(MATERIAL PROVIDED begins)

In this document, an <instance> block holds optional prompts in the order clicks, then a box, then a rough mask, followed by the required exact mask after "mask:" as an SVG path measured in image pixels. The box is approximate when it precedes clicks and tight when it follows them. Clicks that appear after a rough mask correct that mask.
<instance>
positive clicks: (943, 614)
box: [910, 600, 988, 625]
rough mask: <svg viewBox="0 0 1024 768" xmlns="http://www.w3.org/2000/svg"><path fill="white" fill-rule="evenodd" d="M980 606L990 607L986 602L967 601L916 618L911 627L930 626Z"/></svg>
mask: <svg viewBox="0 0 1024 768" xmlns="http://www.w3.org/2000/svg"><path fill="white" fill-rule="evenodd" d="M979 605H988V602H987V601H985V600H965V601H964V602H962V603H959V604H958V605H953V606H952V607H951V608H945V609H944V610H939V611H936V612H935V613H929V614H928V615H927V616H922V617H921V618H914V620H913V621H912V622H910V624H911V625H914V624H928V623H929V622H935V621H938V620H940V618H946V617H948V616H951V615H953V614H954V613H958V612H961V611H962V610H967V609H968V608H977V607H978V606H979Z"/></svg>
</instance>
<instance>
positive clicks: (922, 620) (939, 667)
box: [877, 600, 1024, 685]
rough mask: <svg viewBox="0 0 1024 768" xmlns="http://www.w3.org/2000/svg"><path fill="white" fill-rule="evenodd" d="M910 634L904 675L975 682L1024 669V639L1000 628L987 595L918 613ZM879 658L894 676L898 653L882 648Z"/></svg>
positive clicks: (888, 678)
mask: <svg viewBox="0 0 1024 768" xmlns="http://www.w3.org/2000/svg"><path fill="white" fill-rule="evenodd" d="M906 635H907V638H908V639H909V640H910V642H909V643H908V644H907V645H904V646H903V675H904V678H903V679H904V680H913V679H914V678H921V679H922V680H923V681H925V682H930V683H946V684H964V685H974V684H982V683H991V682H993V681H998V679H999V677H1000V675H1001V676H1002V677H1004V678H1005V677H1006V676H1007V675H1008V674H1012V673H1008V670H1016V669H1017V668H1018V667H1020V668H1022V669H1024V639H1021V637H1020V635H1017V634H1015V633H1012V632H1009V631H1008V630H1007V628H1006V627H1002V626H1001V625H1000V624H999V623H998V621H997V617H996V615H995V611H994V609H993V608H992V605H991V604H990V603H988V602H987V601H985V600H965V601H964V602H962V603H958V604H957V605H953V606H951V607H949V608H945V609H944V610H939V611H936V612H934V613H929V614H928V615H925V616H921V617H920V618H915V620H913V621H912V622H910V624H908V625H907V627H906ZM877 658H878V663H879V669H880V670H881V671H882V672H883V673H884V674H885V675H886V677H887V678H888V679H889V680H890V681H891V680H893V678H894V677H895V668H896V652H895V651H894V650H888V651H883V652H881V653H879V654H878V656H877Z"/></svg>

(MATERIAL PROVIDED ends)

■ WORK ITEM: Rewrite the lines above as a numbered list, omitting any blank lines.

■ ANSWER BELOW:
1. In this document, an <instance> block holds optional prompts in the order clicks, then a box, then a rough mask, followed by the required exact mask after "mask:" as an SVG path measured in image pixels. The box is approximate when it precedes clicks and tight when it follows them. Clicks that appear after a rough mask correct that mask.
2. <instance>
3. positive clicks: (943, 614)
4. box: [910, 600, 988, 625]
5. rough mask: <svg viewBox="0 0 1024 768" xmlns="http://www.w3.org/2000/svg"><path fill="white" fill-rule="evenodd" d="M980 606L990 607L986 602L967 601L916 618L911 627L930 626Z"/></svg>
6. mask: <svg viewBox="0 0 1024 768" xmlns="http://www.w3.org/2000/svg"><path fill="white" fill-rule="evenodd" d="M979 605H988V602H987V601H985V600H965V601H964V602H962V603H959V604H958V605H953V606H952V607H951V608H945V609H944V610H939V611H936V612H935V613H929V614H928V615H927V616H922V617H921V618H914V620H913V621H912V622H910V624H911V625H914V624H928V623H929V622H935V621H938V620H940V618H946V617H948V616H951V615H953V614H954V613H958V612H961V611H962V610H967V609H968V608H977V607H978V606H979Z"/></svg>
7. </instance>
8. <instance>
9. positive clicks: (922, 620) (939, 667)
10. box: [877, 600, 1024, 685]
11. rough mask: <svg viewBox="0 0 1024 768" xmlns="http://www.w3.org/2000/svg"><path fill="white" fill-rule="evenodd" d="M910 634L904 675L975 682L1024 669V639L1000 628L987 595L918 613ZM879 658L894 676L898 653L882 648Z"/></svg>
12. positive clicks: (888, 678)
13. mask: <svg viewBox="0 0 1024 768" xmlns="http://www.w3.org/2000/svg"><path fill="white" fill-rule="evenodd" d="M906 635H907V638H908V639H909V640H910V642H909V643H908V644H907V645H904V646H903V675H904V678H903V679H904V680H913V679H914V678H921V679H922V680H923V681H925V682H930V683H946V684H964V685H974V684H982V683H991V682H993V681H998V679H999V677H1000V675H1001V676H1002V677H1004V678H1005V677H1006V676H1007V675H1008V674H1012V673H1008V670H1016V669H1017V668H1018V667H1020V668H1022V669H1024V639H1021V637H1020V635H1017V634H1015V633H1012V632H1009V631H1008V630H1007V628H1006V627H1002V626H1001V625H1000V624H999V623H998V621H997V617H996V615H995V611H994V609H993V608H992V605H991V604H990V603H988V602H987V601H985V600H965V601H964V602H962V603H958V604H957V605H953V606H951V607H949V608H945V609H944V610H939V611H936V612H934V613H929V614H928V615H925V616H921V617H920V618H915V620H913V621H912V622H910V624H908V625H907V627H906ZM877 658H878V663H879V669H880V670H881V671H882V672H883V673H884V674H885V675H886V677H887V678H888V679H889V680H890V681H891V680H893V678H894V677H895V668H896V652H895V651H894V650H888V651H883V652H881V653H879V654H878V656H877Z"/></svg>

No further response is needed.